## What you have to do
Return the entire listing exactly, leaving nothing out.
[[ Input, beginning ]]
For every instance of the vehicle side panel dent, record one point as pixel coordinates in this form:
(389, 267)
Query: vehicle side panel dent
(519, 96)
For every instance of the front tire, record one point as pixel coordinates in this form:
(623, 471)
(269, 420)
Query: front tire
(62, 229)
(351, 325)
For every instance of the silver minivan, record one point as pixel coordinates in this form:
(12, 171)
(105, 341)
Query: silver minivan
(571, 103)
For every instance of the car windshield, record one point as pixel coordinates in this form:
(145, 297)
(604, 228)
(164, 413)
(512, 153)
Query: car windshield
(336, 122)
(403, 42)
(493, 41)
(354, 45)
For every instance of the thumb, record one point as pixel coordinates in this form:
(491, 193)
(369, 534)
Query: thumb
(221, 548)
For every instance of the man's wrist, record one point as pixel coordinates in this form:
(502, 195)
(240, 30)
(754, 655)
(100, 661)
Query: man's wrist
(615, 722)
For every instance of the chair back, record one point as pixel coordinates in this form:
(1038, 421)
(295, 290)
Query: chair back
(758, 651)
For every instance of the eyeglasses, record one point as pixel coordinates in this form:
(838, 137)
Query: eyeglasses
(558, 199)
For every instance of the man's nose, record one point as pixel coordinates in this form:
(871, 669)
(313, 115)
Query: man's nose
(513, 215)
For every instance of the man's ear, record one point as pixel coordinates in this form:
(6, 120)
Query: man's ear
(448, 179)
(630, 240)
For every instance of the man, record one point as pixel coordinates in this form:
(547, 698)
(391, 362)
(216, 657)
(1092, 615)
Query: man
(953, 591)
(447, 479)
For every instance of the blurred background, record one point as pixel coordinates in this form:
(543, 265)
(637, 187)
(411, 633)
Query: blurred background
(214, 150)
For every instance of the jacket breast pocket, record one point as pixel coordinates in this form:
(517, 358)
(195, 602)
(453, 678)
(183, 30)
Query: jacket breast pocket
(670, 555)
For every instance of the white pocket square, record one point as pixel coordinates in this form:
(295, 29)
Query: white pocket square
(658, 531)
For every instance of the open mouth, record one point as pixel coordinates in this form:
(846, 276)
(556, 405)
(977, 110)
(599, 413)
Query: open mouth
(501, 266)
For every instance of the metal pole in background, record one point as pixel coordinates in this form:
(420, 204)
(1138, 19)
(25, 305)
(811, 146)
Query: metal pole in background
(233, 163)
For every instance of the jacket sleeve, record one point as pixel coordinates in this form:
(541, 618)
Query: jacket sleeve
[[ Input, end ]]
## Completed exercise
For every instance of the vehicle side panel dent, record one point as pixel coordinates in this form:
(389, 267)
Query: vehicle side panel dent
(519, 96)
For every instance of the front tire, record one point as pixel coordinates in this form:
(623, 471)
(269, 420)
Query: front tire
(62, 229)
(351, 325)
For every instance of the silver minivan, record one point as pixel coordinates in this form:
(12, 171)
(105, 341)
Query: silver minivan
(571, 103)
For every instance of the car windshield, record one point as pixel coordinates in this form:
(145, 297)
(604, 228)
(164, 413)
(512, 153)
Query: car windshield
(336, 122)
(403, 42)
(493, 41)
(354, 45)
For every instance of the thumb, record one point as pixel coordinates in this form:
(491, 193)
(369, 534)
Query: thumb
(221, 548)
For every instance of the man's wrist, record one point as pixel coordinates in this form:
(502, 195)
(240, 30)
(754, 655)
(100, 661)
Query: man's wrist
(615, 722)
For every instance of the chair back, record one point as pixel coordinates in this form:
(1038, 421)
(295, 290)
Query: chair back
(758, 651)
For every instance of the eyeglasses, record one point as pixel coordinates in this form:
(838, 137)
Query: eyeglasses
(558, 199)
For every instance of the man's nose, record one point as pixel coordinates in this form:
(871, 669)
(313, 115)
Query: man's nose
(513, 215)
For every instance of the man's ear, record one point as pixel coordinates in this form:
(6, 120)
Query: man's ear
(448, 179)
(630, 240)
For every instance of the man, record one point as pixel coordinates in this form:
(547, 698)
(391, 362)
(216, 657)
(1092, 615)
Query: man
(953, 591)
(447, 479)
For every instance of the blurred background, record one point as pixel coordinates in this form:
(543, 265)
(637, 187)
(411, 633)
Query: blurred background
(214, 150)
For every instance of the jacket breast pocket, record one point as pixel coordinates in this form:
(517, 358)
(195, 602)
(453, 678)
(183, 30)
Query: jacket breast pocket
(670, 555)
For every instance of the white pocket square, record one point as pixel coordinates in this form:
(295, 29)
Query: white pocket square
(658, 531)
For every instance of the open mouth, record one point as pixel coordinates in this form:
(846, 276)
(556, 405)
(977, 110)
(599, 413)
Query: open mouth
(501, 266)
For every instance of the metal pole in background, record one point as pixel coordinates in this form:
(420, 204)
(1138, 19)
(25, 305)
(811, 146)
Query: metal pole in background
(233, 163)
For every instance of the jacket sleeve, record one point as pixel coordinates in this form:
(541, 618)
Query: jacket sleeve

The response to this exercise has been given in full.